• **PAGE EXTRACT**:
New listing requirements: Mike Jones - president and CEO, PGM
GEOFF CANDY: I was speaking to Mike Jones a little earlier today. He’s the CEO of a company called Platinum Group Metals. They are listed in Toronto. I asked him what he thought about potentially listing in Johannesburg, because it's something that I know Noah Greenhill, when he was at the JSE, was trying to get – to get more listings onto the JSE and to get a lot more junior miners who have projects in South Africa coming on board. We heard Susan Shabangu speaking earlier about wanting more local manufacturing in the country, and clearly the South African government wants to see more miners in this country. He had some positive things to say.
MIKE JONES: It's an interesting point you mention, and it's something we have been asked about since we were here in 2002. A very exciting new development in terms of legislation is the liberalisation of the exchange controls and restrictions around foreign shares. And this just happened January 14, interestingly.

• **JOB A**: From the interview excerpt, write out the passage from "New listing requirements: Mike" up to and including "things to say.".

Data items:

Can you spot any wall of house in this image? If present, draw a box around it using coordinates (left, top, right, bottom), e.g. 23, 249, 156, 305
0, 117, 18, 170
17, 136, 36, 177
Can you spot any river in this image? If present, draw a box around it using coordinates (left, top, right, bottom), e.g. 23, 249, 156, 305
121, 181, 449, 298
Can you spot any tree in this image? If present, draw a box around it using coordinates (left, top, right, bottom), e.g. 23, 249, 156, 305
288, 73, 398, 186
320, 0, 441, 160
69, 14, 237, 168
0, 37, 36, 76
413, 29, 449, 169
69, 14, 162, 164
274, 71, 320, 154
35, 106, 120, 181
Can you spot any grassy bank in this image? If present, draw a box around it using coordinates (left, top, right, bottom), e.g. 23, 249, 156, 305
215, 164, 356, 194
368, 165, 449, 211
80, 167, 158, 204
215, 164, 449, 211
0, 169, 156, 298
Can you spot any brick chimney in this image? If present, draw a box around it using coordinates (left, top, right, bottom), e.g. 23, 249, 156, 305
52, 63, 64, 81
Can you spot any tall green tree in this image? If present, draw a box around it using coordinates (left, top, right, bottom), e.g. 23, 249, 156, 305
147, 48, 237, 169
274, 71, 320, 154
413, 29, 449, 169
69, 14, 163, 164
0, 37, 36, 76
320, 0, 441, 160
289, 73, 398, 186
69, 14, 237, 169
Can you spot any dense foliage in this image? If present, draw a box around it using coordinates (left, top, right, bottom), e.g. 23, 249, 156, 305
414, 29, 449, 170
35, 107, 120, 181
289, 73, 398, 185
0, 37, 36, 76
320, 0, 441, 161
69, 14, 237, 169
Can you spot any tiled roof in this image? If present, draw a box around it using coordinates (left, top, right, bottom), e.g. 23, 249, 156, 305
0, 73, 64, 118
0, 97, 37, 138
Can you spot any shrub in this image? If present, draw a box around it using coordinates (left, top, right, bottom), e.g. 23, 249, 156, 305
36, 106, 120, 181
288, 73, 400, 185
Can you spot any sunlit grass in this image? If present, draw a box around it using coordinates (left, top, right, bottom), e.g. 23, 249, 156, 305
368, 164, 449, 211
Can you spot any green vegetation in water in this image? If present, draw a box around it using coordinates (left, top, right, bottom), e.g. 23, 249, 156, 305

• **JOB B**: Lay out the data items, from the first one up to and including the line with "17, 136, 36, 177", as a Markdown table with the columns Line and Content, leaving out blank lines.

• **TASK RESPONSE A**:
New listing requirements: Mike Jones - president and CEO, PGM
GEOFF CANDY: I was speaking to Mike Jones a little earlier today. He’s the CEO of a company called Platinum Group Metals. They are listed in Toronto. I asked him what he thought about potentially listing in Johannesburg, because it's something that I know Noah Greenhill, when he was at the JSE, was trying to get – to get more listings onto the JSE and to get a lot more junior miners who have projects in South Africa coming on board. We heard Susan Shabangu speaking earlier about wanting more local manufacturing in the country, and clearly the South African government wants to see more miners in this country. He had some positive things to say.

• **TASK RESPONSE B**:
| Line | Content |
|---|---|
| 1 | Can you spot any wall of house in this image? If present, draw a box around it using coordinates (left, top, right, bottom), e.g. 23, 249, 156, 305 |
| 2 | 0, 117, 18, 170 |
| 3 | 17, 136, 36, 177 |